Instruction »
Please rewrite the records below as a Markdown table with two columns, Row and Line, giving each line its own numbered row and omitting blank lines.

[Data entries]
==================================================

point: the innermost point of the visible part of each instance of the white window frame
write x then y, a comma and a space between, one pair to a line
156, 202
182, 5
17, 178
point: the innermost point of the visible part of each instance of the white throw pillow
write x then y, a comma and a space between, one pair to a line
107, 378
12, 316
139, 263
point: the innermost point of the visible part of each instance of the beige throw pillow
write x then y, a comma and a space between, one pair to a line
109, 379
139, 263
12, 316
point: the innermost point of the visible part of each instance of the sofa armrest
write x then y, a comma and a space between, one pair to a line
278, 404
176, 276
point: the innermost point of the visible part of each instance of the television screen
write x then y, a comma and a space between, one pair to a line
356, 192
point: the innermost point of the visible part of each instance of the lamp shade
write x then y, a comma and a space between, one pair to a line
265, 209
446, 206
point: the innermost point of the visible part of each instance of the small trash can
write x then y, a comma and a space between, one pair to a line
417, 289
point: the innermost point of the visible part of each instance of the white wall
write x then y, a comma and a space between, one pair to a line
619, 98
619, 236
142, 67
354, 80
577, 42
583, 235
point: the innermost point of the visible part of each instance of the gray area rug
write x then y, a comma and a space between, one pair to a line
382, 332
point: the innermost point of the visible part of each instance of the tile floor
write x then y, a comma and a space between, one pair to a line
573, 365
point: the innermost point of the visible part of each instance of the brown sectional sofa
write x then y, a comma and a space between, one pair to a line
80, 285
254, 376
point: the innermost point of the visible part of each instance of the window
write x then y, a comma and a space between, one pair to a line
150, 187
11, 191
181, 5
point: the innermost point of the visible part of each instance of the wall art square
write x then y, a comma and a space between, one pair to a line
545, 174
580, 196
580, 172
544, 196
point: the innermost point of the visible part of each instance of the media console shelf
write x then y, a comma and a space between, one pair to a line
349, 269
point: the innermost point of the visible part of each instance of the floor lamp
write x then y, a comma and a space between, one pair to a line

==================================================

Response to this task »
| Row | Line |
|---|---|
| 1 | point: the innermost point of the visible part of each instance of the white window frame |
| 2 | write x then y, a comma and a space between, one pair to a line |
| 3 | 156, 202 |
| 4 | 182, 5 |
| 5 | 17, 178 |
| 6 | point: the innermost point of the visible part of each instance of the white throw pillow |
| 7 | write x then y, a comma and a space between, one pair to a line |
| 8 | 107, 378 |
| 9 | 12, 316 |
| 10 | 139, 263 |
| 11 | point: the innermost point of the visible part of each instance of the beige throw pillow |
| 12 | write x then y, a comma and a space between, one pair to a line |
| 13 | 109, 379 |
| 14 | 139, 263 |
| 15 | 12, 316 |
| 16 | point: the innermost point of the visible part of each instance of the sofa armrest |
| 17 | write x then y, a comma and a space between, one pair to a line |
| 18 | 278, 404 |
| 19 | 176, 276 |
| 20 | point: the innermost point of the visible part of each instance of the television screen |
| 21 | write x then y, a comma and a space between, one pair to a line |
| 22 | 356, 192 |
| 23 | point: the innermost point of the visible part of each instance of the lamp shade |
| 24 | write x then y, a comma and a space between, one pair to a line |
| 25 | 265, 209 |
| 26 | 446, 206 |
| 27 | point: the innermost point of the visible part of each instance of the small trash can |
| 28 | write x then y, a comma and a space between, one pair to a line |
| 29 | 417, 289 |
| 30 | point: the innermost point of the visible part of each instance of the white wall |
| 31 | write x then y, a comma and a space between, one pair to a line |
| 32 | 619, 98 |
| 33 | 619, 236 |
| 34 | 142, 67 |
| 35 | 354, 80 |
| 36 | 577, 42 |
| 37 | 583, 235 |
| 38 | point: the innermost point of the visible part of each instance of the gray area rug |
| 39 | write x then y, a comma and a space between, one pair to a line |
| 40 | 382, 332 |
| 41 | point: the innermost point of the visible part of each instance of the tile floor |
| 42 | write x then y, a comma and a space between, one pair to a line |
| 43 | 573, 365 |
| 44 | point: the innermost point of the visible part of each instance of the brown sectional sofa |
| 45 | write x then y, a comma and a space between, one pair to a line |
| 46 | 80, 285 |
| 47 | 254, 376 |
| 48 | point: the innermost point of the visible part of each instance of the window |
| 49 | write x then y, a comma and a space between, one pair to a line |
| 50 | 150, 187 |
| 51 | 11, 191 |
| 52 | 181, 5 |
| 53 | point: the innermost point of the visible part of each instance of the wall art square |
| 54 | write x then y, a comma and a space between, one pair to a line |
| 55 | 545, 174 |
| 56 | 580, 196 |
| 57 | 580, 172 |
| 58 | 544, 196 |
| 59 | point: the innermost point of the visible part of each instance of the media console shelf |
| 60 | write x then y, a comma and a space between, one pair to a line |
| 61 | 349, 269 |
| 62 | point: the innermost point of the visible part of each instance of the floor lamp |
| 63 | write x then y, a comma and a space between, one pair to a line |